## Extrait du document:
Si l’on adopte la définition anglo-saxonne du genre, le fantastique fait partie de la fantasy. En fait, le fantastique peut même servir de voie d’accès à la fantasy. Le merveilleux qui postule l’existence du surnaturel comme une chose normale dans l’univers fictif place le lecteur raisonnable dans un état de suspension d’incrédulité. Cela crée une distance entre son univers et celui de la fiction puisqu’ils ne sont pas régis par les mêmes lois. A contrario, le fantastique fait hésiter sur les lois du monde fictif. Dès lors, parce qu’il permet d’envisager une explication rationnelle (parmi d’autres) aux lois qui régissent l’univers fictif, il place le lecteur dans l’incertitude plutôt que dans une adhésion fondée sur une prise de recul complaisante. Paradoxalement, le doute que génère la fiction la rend alors plus vraisemblable ; il suffit que le lecteur se dise parfois : « Pourquoi pas ? » Dès lors, il n’est plus dans un état suspendu d’incrédulité, mais il est prêt à s’interroger sur la part de réalité que comporte la fiction. (Notre entretien vérifie d’ailleurs ce phénomène.) Pour résumer ma démarche : la vraisemblance historique de Rois du Monde est en fait un instrument au service du réalisme ; celui-ci est le marche-pied indispensable à l’apparition du contrepoint fantastique ; et dans mon esprit, le fantastique est lui-même voie d’accès à la merveille : la fréquentation capricieuse des dieux, la traversée des territoires achroniques, les songes auguraux où les morts reviennent nous parler. C’est dans la plausibilité de cet univers-là, permise par l’hésitation fantastique, que résident à mon sens la magie et le monde secondaire de la fantasy.

## Liste des enregistrements:
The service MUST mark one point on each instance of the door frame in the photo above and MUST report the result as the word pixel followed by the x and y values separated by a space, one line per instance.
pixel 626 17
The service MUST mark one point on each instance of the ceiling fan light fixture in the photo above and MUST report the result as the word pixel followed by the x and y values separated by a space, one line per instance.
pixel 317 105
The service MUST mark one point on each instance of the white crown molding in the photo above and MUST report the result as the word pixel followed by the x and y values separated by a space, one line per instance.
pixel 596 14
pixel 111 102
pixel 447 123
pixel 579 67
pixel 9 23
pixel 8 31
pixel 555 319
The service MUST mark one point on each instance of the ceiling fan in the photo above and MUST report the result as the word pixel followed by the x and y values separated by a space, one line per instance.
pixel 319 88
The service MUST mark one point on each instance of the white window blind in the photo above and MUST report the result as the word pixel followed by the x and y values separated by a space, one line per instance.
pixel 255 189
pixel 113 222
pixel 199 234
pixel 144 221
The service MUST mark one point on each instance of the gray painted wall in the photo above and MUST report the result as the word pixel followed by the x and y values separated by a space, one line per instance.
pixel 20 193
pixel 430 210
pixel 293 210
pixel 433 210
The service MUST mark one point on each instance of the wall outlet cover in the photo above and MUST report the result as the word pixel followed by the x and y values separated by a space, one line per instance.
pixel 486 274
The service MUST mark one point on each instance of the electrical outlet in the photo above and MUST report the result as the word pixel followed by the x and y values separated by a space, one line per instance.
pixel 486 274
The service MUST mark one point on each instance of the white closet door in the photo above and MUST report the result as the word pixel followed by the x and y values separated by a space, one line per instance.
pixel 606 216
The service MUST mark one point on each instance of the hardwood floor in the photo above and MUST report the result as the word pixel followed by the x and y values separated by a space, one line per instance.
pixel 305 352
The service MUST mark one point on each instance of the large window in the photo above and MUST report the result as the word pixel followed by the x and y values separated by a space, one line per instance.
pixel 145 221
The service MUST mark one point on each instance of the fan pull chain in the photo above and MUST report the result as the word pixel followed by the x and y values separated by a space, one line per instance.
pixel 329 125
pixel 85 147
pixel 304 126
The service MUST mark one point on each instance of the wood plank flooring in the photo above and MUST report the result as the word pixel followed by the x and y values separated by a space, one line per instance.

## Tâches et exercices:
1. Répondez à chaque question d'après l'extrait sur le fantastique et la fantasy.
(a) Dans quel état le merveilleux place-t-il le lecteur raisonnable ?
(b) Quelle question suffit-il que le lecteur se pose parfois ?
(c) Au service de quoi la vraisemblance historique de Rois du Monde est-elle un instrument ?
2. Prolongez l'extrait sur le fantastique et la fantasy au-delà de sa dernière phrase.
Les enregistrements forment un matériau à part, indépendant de l'extrait.

## Réponses finales:
1.
(a) Dans un état de suspension d'incrédulité.
(b) « Pourquoi pas ? »
(c) Au service du réalisme.

2.
Si j’ai bien compris, les nouvelles du Vieux Royaume correspondaient au départ à une contrainte là aussi éditoriale : répondre à des appels à textes pour pouvoir être publié, avec la contrainte supplémentaire (pour vous) que ces nouvelles se passent dans un même monde secondaire. Puis vous êtes passé au roman avec Gagner la guerre et Rois du monde. Est-donc dire que la forme de la nouvelle ne sera plus pratiquée, et que vous privilégiez naturellement le roman ? Pourtant l’exemple de Tolkien montre qu’un monde secondaire se développe peut-être plus facilement en dehors de la forme romanesque. Le Seigneur des Anneaux catalyse les créations du monde secondaire, mais c’est pourtant le Silmarillion, les Contes et Légendes inachevés, l’Histoire de la Terre du milieu qui permettent de prendre conscience de l’ampleur du travail poétique entrepris.

Je continuerai très probablement à écrire des nouvelles. Bien que ma pente naturelle soit plutôt celle du roman, j’aime pratiquer ce genre plus ramassé – et plus reposant. En revanche, comme je l’ai fait par le passé, j’écrirai probablement des nouvelles à l’aventure, en fonction des commandes, des opportunités et du temps dont je disposerai.

Quant à la création du monde secondaire, c’est à mes yeux un moyen et non une fin. La fin est littéraire dans la composition de romans et nouvelles, graphique ou cinématographique dans le cadre d’éventuelles adaptations, ludique dans la déclinaison rôliste de la création.

Quel regard historique portez-vous sur la fantasy française, qui ne peut se réclamer des Morris, Dunsany, Tolkien, Zelazny ? Anne Besson, par exemple, cite comme origine du genre Les Centaures (1904) d’André Lichtenberger et Khanaor (1983) de Francis Berthelot. À quoi on pourrait ajouter l’œuvre de Jacques Abeille et le Monde des Contrées (à partir de 1982) ou encore, dans une zone limitrophe, Charles Duits avec Ptah Hotep (1971) et Nefer (1978).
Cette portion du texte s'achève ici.